Texto proporcionado:
Rafa López León: La memoria viva del deporte desde las clases de Ciudad Real a lo más alto del balonmano

«De cuando el barro nos llegaba a los tobillos – Episodio 8: Balonmano» nos ofrece los principios de un campeón, los 60 y 70 a través de la mirada de Rafa López

Hablar con Rafael López León es conversar con una generación entera. No sólo por su extraordinaria trayectoria como deportista y docente, sino porque en su relato se entrelazan la historia del deporte escolar, la evolución y memoria del balonmano español y el tejido humano que hizo posible todo aquello. Desde los patios de tierra hasta los clubes federados, desde la vocación temprana hasta la docencia comprometida. Rafa no cuenta su vida: la ofrece como testimonio de lo que ocurre cuando el deporte no es sólo una actividad, sino una forma de estar en el mundo.

Este texto es un recorrido por esa memoria en movimiento. No busca heroicidades ni gestas individuales. Busca los valores que se quedan, las personas que sostienen en silencio, las pistas improvisadas que se convirtieron en escuela. Y, sobre todo, quiere rendir homenaje a una manera de entender el juego como vínculo, como pertenencia, como impulso vital que nunca se suelta del todo. La manera de entender la vida a través del deporte que forjó a un campeón.

Porque hay quienes viven con una meta. Y hay quienes, como Rafa, siguen viviendo con la pelota en la mano.

Una vida «con la pelota en la mano»

«Soy Rafael López León». Se presenta con una sencillez que desarma. Como quien lleva toda una vida repitiendo su nombre en las pistas, los pasillos de los institutos y los patios de colegio. “Como tú bien dices… soy un hombre del deporte de toda la vida. Siempre he estado con una pelota en la mano”.

La frase cae con un peso ligero, casi sin énfasis, pero es total. Define no sólo su pasado, sino su presente. Desde que tiene memoria, “desde mi infancia, que la viví ahí en la Ciudad Jardín”, el deporte ha sido su modo de estar en el mundo. “Hasta ahora, en mi jubilación, sigo con la pelota en la mano”, asegura. No como un símbolo: como una verdad.

No hay distancia entre el niño que corría por las canchas improvisadas de tierra y el hombre que dedicó su vida entera a enseñar educación física. “El deporte ha sido mi manera de vivir. Lo he trasladado a mi vida cotidiana, a mi vida doméstica, a los valores que intento transmitir… No solo en mi entorno más cercano, sino también en la vida de los demás”.

Durante 38 años, como profesor en institutos y en las facultades de Educación de Toledo y Ciudad Real, su misión fue exactamente esa: educar desde el cuerpo, pero hacia el carácter. “El deporte ha sido el paradigma de mi desarrollo personal y de mi vida social”.

Tareas:
[1] Copia sin cambiar nada el tramo del texto sobre Rafa López León que va desde "Este texto es" hasta "a un campeón.".
[2] Responde estas preguntas con lo que dice el texto sobre Rafa López León:
(a) ¿Dónde vivió Rafa su infancia?
(b) ¿Cuántos años trabajó como profesor?
(c) ¿En qué ciudades estaban las facultades de Educación en las que dio clase?
Los datos no tienen nada que ver con el texto sobre Rafa López León.

Datos aportados:
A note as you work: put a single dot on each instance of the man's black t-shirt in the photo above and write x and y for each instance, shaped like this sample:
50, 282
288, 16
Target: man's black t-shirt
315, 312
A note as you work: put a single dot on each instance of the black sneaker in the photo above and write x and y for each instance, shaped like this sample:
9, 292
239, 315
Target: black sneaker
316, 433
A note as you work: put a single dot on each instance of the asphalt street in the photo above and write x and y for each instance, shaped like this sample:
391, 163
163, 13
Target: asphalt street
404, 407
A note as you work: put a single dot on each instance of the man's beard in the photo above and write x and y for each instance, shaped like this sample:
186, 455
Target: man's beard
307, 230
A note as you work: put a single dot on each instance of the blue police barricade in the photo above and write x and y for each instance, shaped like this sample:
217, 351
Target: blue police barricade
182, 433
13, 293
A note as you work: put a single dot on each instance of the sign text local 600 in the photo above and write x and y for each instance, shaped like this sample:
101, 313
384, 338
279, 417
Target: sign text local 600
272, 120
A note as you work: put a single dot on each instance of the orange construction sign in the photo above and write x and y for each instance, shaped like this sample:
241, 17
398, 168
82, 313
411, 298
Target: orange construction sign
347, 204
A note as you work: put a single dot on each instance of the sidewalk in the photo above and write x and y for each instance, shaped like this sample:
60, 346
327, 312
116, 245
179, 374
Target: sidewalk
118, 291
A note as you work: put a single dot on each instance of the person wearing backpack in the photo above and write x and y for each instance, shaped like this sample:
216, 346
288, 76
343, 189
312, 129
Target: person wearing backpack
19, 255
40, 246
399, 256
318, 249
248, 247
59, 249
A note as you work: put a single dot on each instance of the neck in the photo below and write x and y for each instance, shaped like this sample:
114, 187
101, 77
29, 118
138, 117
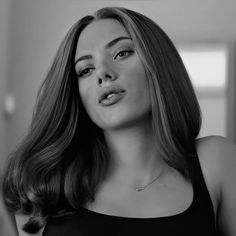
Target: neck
133, 155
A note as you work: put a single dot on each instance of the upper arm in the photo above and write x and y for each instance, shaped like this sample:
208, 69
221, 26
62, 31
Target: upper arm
20, 221
218, 157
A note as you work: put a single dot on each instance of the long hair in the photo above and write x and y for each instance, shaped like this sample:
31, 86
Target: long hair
59, 165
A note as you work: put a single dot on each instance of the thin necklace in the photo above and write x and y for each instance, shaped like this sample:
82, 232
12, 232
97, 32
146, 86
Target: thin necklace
141, 188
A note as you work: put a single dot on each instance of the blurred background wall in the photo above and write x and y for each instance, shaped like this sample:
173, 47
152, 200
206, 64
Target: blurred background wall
31, 30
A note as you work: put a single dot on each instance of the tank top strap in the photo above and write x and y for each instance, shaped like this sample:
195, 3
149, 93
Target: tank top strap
202, 201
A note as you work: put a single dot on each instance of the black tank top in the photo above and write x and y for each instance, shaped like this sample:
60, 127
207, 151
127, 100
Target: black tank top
196, 220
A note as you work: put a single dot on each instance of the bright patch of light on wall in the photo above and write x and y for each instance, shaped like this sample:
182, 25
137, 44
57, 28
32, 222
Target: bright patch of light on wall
206, 65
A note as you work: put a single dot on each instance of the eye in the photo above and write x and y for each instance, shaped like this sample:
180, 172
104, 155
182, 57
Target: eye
124, 53
84, 72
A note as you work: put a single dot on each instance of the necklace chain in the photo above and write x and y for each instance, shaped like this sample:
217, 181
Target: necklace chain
141, 188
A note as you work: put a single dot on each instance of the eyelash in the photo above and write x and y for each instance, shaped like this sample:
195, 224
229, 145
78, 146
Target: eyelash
130, 52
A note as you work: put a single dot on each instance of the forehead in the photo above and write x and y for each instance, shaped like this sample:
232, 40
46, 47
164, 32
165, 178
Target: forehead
98, 33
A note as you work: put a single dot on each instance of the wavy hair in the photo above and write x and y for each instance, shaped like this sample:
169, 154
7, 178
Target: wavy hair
59, 165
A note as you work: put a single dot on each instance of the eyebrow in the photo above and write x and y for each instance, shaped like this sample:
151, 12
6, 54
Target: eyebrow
108, 45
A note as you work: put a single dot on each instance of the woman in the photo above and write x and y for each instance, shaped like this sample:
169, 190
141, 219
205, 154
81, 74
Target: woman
113, 148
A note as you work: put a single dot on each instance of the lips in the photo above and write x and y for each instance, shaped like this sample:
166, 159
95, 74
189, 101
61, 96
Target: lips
111, 95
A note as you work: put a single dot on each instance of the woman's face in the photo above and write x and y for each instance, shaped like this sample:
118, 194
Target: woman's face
111, 78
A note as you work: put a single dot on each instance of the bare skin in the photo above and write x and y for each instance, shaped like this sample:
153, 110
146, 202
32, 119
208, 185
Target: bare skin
134, 158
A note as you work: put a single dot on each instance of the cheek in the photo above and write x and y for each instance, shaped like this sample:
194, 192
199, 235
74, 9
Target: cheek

Ejercicio resuelto:
[1]
Este texto es un recorrido por esa memoria en movimiento. No busca heroicidades ni gestas individuales. Busca los valores que se quedan, las personas que sostienen en silencio, las pistas improvisadas que se convirtieron en escuela. Y, sobre todo, quiere rendir homenaje a una manera de entender el juego como vínculo, como pertenencia, como impulso vital que nunca se suelta del todo. La manera de entender la vida a través del deporte que forjó a un campeón.

[2]
(a) En la Ciudad Jardín.
(b) 38 años.
(c) En Toledo y en Ciudad Real.